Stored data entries
---------------
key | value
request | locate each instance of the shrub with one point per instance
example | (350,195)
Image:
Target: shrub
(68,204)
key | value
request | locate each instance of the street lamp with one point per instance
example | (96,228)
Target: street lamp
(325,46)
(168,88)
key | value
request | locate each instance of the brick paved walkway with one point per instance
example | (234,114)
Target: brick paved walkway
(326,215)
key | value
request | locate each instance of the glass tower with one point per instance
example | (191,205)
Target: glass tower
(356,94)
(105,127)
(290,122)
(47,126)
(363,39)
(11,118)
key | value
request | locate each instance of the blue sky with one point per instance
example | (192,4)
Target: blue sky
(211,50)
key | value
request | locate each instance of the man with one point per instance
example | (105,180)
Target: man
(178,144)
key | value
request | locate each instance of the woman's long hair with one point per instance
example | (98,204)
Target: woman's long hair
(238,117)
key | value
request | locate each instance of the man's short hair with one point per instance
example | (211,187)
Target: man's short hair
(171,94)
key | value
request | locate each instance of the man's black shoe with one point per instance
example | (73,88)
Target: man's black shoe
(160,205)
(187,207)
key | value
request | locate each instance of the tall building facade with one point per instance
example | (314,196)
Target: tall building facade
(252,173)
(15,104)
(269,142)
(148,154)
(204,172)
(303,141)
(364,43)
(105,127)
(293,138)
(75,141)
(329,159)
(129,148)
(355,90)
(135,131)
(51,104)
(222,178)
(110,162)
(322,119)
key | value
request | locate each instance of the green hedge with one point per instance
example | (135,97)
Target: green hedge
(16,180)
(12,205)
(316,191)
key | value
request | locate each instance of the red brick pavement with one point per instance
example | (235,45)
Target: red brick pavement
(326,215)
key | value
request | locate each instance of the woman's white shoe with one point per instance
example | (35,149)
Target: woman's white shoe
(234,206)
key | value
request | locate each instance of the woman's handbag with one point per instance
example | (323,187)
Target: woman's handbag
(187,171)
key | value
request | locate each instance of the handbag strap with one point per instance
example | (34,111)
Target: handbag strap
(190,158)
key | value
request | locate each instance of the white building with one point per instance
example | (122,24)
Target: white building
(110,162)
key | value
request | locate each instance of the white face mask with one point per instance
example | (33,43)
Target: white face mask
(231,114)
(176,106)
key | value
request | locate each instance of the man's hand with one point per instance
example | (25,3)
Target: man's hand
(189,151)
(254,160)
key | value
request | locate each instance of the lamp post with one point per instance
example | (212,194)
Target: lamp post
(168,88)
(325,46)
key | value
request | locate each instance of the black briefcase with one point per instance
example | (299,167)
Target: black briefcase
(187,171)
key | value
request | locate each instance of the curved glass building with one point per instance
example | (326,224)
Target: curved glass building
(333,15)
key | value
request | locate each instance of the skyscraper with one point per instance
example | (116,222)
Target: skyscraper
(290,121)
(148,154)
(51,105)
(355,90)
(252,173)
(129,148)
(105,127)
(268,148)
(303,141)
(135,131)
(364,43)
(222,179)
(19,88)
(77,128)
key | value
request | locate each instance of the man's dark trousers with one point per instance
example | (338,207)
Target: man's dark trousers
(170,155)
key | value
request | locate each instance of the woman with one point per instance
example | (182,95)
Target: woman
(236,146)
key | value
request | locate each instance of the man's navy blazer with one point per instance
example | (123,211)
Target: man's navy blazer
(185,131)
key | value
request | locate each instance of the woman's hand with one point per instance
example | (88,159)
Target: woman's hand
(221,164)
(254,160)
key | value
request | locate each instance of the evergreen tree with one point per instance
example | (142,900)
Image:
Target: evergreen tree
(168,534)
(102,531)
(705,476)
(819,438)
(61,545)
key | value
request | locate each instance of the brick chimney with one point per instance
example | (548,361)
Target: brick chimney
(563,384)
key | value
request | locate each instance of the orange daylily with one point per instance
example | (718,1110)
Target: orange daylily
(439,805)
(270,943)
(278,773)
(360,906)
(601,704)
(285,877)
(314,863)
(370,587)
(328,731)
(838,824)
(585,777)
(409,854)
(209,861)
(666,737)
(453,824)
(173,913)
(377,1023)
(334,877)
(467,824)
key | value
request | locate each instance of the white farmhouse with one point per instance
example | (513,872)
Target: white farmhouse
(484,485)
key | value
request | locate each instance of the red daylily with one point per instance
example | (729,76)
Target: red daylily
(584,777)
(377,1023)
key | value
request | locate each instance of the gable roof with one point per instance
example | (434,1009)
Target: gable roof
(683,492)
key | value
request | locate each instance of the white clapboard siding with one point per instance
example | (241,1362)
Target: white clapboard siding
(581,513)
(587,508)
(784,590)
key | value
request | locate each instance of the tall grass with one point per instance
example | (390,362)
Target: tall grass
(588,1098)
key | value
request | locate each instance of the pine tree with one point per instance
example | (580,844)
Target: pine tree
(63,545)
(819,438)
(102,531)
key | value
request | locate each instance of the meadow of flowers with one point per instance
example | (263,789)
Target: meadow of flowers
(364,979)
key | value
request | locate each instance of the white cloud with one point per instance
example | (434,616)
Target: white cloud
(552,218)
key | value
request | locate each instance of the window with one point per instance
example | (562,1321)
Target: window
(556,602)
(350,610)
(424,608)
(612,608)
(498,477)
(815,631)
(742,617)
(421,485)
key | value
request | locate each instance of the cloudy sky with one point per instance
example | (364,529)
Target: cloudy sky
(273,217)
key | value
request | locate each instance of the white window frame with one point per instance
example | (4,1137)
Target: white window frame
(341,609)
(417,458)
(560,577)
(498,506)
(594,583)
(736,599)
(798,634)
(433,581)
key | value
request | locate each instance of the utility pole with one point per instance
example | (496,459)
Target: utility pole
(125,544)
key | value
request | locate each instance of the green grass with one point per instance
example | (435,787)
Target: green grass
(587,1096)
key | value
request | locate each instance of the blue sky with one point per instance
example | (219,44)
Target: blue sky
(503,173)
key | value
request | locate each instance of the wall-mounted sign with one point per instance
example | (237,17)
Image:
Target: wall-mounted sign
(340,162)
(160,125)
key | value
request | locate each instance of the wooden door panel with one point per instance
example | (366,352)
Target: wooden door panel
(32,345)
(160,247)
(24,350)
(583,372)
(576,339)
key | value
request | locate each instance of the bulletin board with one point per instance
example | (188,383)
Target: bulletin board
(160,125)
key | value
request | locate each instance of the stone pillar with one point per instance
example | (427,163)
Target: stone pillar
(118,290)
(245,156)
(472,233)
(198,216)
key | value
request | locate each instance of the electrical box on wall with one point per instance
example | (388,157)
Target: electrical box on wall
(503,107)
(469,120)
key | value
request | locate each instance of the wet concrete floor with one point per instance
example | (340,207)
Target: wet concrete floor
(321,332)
---------------
EXERCISE BRIEF
Retype the data precisely.

REPLY
key | value
request | locate each instance of the shrub with one point per instance
example | (350,195)
Image:
Target: shrub
(68,204)
key | value
request | locate each instance of the street lamp with one point per instance
example | (96,228)
Target: street lamp
(325,46)
(168,88)
key | value
request | locate each instance of the brick paved walkway with one point per instance
example | (234,114)
Target: brick paved walkway
(326,215)
key | value
request | locate each instance of the glass tower with one point per instance
example | (191,205)
Target: glass tower
(356,94)
(105,127)
(290,122)
(47,126)
(363,39)
(11,118)
key | value
request | locate each instance of the blue sky with one point per instance
example | (192,4)
Target: blue sky
(211,50)
key | value
request | locate each instance of the man with one point per instance
example | (105,180)
Target: man
(178,144)
key | value
request | locate each instance of the woman's long hair with one point per instance
example | (98,204)
Target: woman's long hair
(238,117)
key | value
request | locate each instance of the man's short hair with one point per instance
example | (211,187)
Target: man's short hair
(171,94)
key | value
request | locate each instance of the man's black shoe with one point per instance
example | (73,88)
Target: man's black shoe
(160,205)
(187,207)
key | value
request | locate each instance of the tall building facade with one point per instance
example | (314,196)
Target: tall building facade
(252,173)
(15,104)
(269,142)
(148,154)
(204,172)
(303,141)
(364,43)
(105,127)
(293,138)
(75,141)
(329,159)
(129,148)
(355,90)
(135,131)
(51,104)
(222,178)
(110,162)
(322,119)
key | value
request | locate each instance of the green hedge with one point per instance
example | (135,97)
Target: green hedge
(16,180)
(12,205)
(316,191)
key | value
request | locate each instance of the red brick pavement with one point per instance
example | (235,45)
Target: red brick pavement
(326,215)
key | value
request | locate each instance of the woman's white shoe with one point per instance
example | (35,149)
Target: woman's white shoe
(234,206)
key | value
request | locate each instance of the woman's handbag with one point per instance
example | (323,187)
Target: woman's handbag
(187,171)
key | value
request | locate each instance of the handbag strap with one point per instance
example | (34,111)
Target: handbag strap
(190,158)
key | value
request | locate each instance of the white building with one point per instance
example | (122,24)
Target: white building
(110,162)
key | value
request | locate each instance of the white face mask with one point per instance
example | (33,43)
Target: white face mask
(231,114)
(176,106)
key | value
request | locate each instance of the man's hand with one point per instance
example | (25,3)
Target: man's hand
(189,151)
(254,160)
key | value
request | locate each instance of the lamp post with one point per instance
example | (212,194)
Target: lamp post
(168,88)
(325,46)
key | value
request | locate each instance of the black briefcase with one point per instance
example | (299,167)
Target: black briefcase
(187,171)
key | value
request | locate each instance of the curved glass building with one point per instance
example | (326,224)
Target: curved glass building
(333,15)
key | value
request | locate each instance of the skyscraper with one point per instance
example | (116,222)
Target: skyscraper
(290,121)
(148,154)
(51,105)
(355,90)
(252,173)
(129,148)
(105,127)
(268,148)
(303,141)
(135,131)
(364,43)
(222,179)
(19,88)
(77,128)
key | value
request | locate each instance of the man's dark trousers with one point per instance
example | (338,207)
Target: man's dark trousers
(170,155)
key | value
request | locate each instance of the woman with one point per instance
example | (182,95)
Target: woman
(236,146)
key | value
request | locate each instance of the man's navy blazer with one point per instance
example | (123,211)
Target: man's navy blazer
(185,131)
key | value
request | locate each instance of the woman's hand with one point per instance
example | (88,159)
Target: woman's hand
(221,164)
(254,160)
key | value
request | locate each instance of the evergreen tree with one point per instance
example | (142,900)
Image:
Target: evergreen tree
(168,534)
(102,531)
(705,476)
(819,438)
(61,545)
key | value
request | locate each instance of the brick chimney with one point per instance
example | (548,361)
Target: brick chimney
(563,384)
key | value
request | locate each instance of the orange daylily with one point per instance
example | (718,1110)
Target: orange daylily
(439,805)
(270,943)
(278,773)
(360,906)
(601,704)
(285,877)
(314,863)
(370,587)
(328,731)
(838,824)
(585,777)
(409,854)
(209,861)
(666,737)
(453,824)
(173,913)
(377,1023)
(334,877)
(467,824)
key | value
request | locate each instance of the white farmhouse with one point per instance
example | (513,872)
Target: white farmhouse
(484,485)
key | value
request | locate each instance of the red daylily with one point per instance
example | (729,76)
Target: red daylily
(584,777)
(377,1023)
key | value
request | locate each instance of the gable roof with one point per instance
example | (434,1009)
Target: gable roof
(683,492)
key | value
request | locate each instance of the white clapboard siding with one point per instance
example | (241,1362)
Target: white clapboard siding
(581,513)
(587,508)
(784,590)
key | value
request | locate each instance of the tall grass with one point per instance
example | (390,362)
Target: tall grass
(588,1098)
key | value
request | locate each instance of the pine tree with one point per instance
example | (580,844)
Target: pine tree
(63,545)
(819,438)
(102,531)
key | value
request | locate each instance of the meadow of flowers with one point per instance
example | (263,789)
Target: meadow of flowers
(364,979)
key | value
request | locate each instance of the white cloud with one point per instance
example | (434,616)
Target: white cloud
(552,218)
key | value
request | locate each instance of the window with one point per instance
example | (562,1321)
Target: window
(556,602)
(350,610)
(424,608)
(612,608)
(498,477)
(815,631)
(742,617)
(421,485)
key | value
request | locate each instance of the cloudy sky with one point per instance
example | (364,529)
Target: cloudy sky
(273,217)
key | value
request | locate each instance of the white window frame with one point per instance
example | (4,1137)
Target: white window frame
(341,609)
(417,458)
(560,577)
(498,506)
(594,583)
(736,599)
(798,634)
(433,581)
key | value
request | locate each instance of the utility pole with one point per instance
example | (496,459)
Target: utility pole
(125,544)
key | value
request | locate each instance of the green grass with one point per instance
example | (435,787)
Target: green grass
(587,1096)
key | value
request | locate each instance of the blue sky with one point per instance
example | (219,44)
Target: blue sky
(503,173)
key | value
request | locate each instance of the wall-mounted sign with one point per instance
example | (237,17)
Image:
Target: wall-mounted sign
(340,162)
(160,125)
key | value
request | locate each instance of the wooden door panel with one point per instance
example | (366,352)
Target: wooden door panel
(32,345)
(160,247)
(24,350)
(583,372)
(576,339)
key | value
request | locate each instance of the bulletin board with one point per instance
example | (188,383)
Target: bulletin board
(160,125)
key | value
request | locate each instance of the stone pillar with one point per instance
example | (427,163)
Target: stone pillar
(118,290)
(245,156)
(472,233)
(198,216)
key | value
request | locate each instance of the electrical box on wall with one point per instance
example | (388,157)
Target: electrical box on wall
(503,107)
(469,120)
key | value
request | locate each instance of the wet concrete floor with one point per instance
example | (340,207)
Target: wet concrete floor
(321,332)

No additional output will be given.